#### How to complete this task
Would it be possible to output exactly, and only, the lines below from the one holding "Target: bridge over river" to the last line, both included, with every picture left out?

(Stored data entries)
——

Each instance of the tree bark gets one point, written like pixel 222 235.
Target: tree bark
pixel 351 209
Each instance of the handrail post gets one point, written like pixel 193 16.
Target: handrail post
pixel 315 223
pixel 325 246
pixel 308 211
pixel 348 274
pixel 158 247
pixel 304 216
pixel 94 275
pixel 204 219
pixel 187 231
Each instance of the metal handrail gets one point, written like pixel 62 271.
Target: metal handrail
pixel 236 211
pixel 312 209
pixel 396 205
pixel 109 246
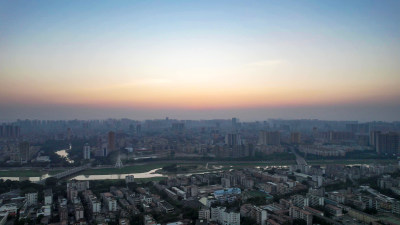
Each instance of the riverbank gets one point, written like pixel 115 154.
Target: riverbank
pixel 192 167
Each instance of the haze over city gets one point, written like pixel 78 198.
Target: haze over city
pixel 254 60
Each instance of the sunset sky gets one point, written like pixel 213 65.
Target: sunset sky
pixel 200 59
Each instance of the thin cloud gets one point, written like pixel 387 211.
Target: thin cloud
pixel 266 63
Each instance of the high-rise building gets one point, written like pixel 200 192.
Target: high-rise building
pixel 24 152
pixel 388 143
pixel 31 198
pixel 373 136
pixel 111 141
pixel 233 139
pixel 86 151
pixel 10 131
pixel 295 137
pixel 139 129
pixel 269 138
pixel 235 123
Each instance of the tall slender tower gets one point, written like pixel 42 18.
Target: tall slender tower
pixel 118 164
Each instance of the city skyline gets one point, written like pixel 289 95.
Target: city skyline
pixel 200 60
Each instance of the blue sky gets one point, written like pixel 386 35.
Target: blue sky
pixel 219 57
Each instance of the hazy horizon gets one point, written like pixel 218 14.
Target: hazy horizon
pixel 254 60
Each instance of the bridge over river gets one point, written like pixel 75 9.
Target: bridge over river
pixel 66 173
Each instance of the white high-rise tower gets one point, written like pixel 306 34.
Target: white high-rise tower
pixel 86 151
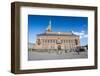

——

#### Finished task
Target: bridge over river
pixel 66 173
Each instance of the white high-rise tower gets one point, written like pixel 306 34.
Target: white high-rise tower
pixel 86 151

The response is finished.